TASK BRIEF: Please copy out, unchanged, everything from the line containing "Would you mind marking the curb" down to the last of the rows below.

(Excerpts from a point labeling dataset)
- - -
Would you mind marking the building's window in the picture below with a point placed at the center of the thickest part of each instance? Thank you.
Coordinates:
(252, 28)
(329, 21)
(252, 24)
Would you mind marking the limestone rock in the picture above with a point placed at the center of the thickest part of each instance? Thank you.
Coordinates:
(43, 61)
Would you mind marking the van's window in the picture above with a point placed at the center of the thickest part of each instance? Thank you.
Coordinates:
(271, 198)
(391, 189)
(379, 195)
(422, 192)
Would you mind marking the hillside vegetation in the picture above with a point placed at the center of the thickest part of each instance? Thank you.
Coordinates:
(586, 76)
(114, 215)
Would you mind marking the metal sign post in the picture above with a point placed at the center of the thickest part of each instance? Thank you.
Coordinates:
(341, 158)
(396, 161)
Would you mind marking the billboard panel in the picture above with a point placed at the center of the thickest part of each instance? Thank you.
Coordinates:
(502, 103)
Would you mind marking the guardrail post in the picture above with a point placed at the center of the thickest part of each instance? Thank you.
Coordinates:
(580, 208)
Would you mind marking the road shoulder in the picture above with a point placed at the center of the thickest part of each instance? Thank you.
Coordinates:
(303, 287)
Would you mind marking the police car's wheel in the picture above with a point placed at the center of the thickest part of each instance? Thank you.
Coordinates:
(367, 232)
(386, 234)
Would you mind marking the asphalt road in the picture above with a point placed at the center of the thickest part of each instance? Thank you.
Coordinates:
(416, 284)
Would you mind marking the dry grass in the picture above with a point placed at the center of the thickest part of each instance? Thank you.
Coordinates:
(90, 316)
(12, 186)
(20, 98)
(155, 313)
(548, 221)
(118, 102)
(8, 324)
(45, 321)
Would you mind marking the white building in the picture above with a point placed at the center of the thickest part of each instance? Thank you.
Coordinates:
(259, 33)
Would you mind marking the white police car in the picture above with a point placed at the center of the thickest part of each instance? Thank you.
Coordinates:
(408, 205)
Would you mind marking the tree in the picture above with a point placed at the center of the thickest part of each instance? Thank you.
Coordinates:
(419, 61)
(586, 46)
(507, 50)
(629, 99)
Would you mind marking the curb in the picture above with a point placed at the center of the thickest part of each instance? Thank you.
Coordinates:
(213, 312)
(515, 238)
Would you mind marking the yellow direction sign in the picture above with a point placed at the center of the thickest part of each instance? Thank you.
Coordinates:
- - -
RESULT:
Would you mind marking the curb in the picture above with a point placed at the center of the thickest part of each instance? Thank you.
Coordinates:
(213, 312)
(515, 238)
Would you mind marking the yellow direction sign in the picture above with a point placed at the center of the thickest part of each instance? Thank you.
Coordinates:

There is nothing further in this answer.